§ **Texto proporcionado**
Aún no se le ha hecho mucha justicia a los años 70’. Muchos todavía consideran esa década como un periodo perdido entre los espejismos del velascato y una inútil radicalización política que consumió la juventud de sus mejores cabezas. Una época incómoda de recordar para quienes fueron bienintencionados agitadores políticos y hoy han terminado de congresistas eternos, empresarios dolosos e intelectuales a sueldo de instituciones extranjeras. Sin embargo los años 70’ fueron, con mucho, una de las décadas más fructíferas y originales de nuestra historia. Fue la década donde surgió Feliciano Mejía.

§ **Trabajo requerido**
(A) Traduce al inglés esta oración del texto sobre los años 70: "Sin embargo los años 70’ fueron, con mucho, una de las décadas más fructíferas y originales de nuestra historia."
(B) Transcribe sin cambios el fragmento del texto sobre los años 70 que va de "Aún no se le" a "surgió Feliciano Mejía.", ambos incluidos.
Las líneas que vienen a continuación no tienen relación con el texto.

§ **Datos de origen**
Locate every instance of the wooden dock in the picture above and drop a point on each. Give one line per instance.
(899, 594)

§ **Respuestas del ejercicio**
(A) However, the '70s were by far one of the most fruitful and original decades in our history.

(B)
Aún no se le ha hecho mucha justicia a los años 70’. Muchos todavía consideran esa década como un periodo perdido entre los espejismos del velascato y una inútil radicalización política que consumió la juventud de sus mejores cabezas. Una época incómoda de recordar para quienes fueron bienintencionados agitadores políticos y hoy han terminado de congresistas eternos, empresarios dolosos e intelectuales a sueldo de instituciones extranjeras. Sin embargo los años 70’ fueron, con mucho, una de las décadas más fructíferas y originales de nuestra historia. Fue la década donde surgió Feliciano Mejía.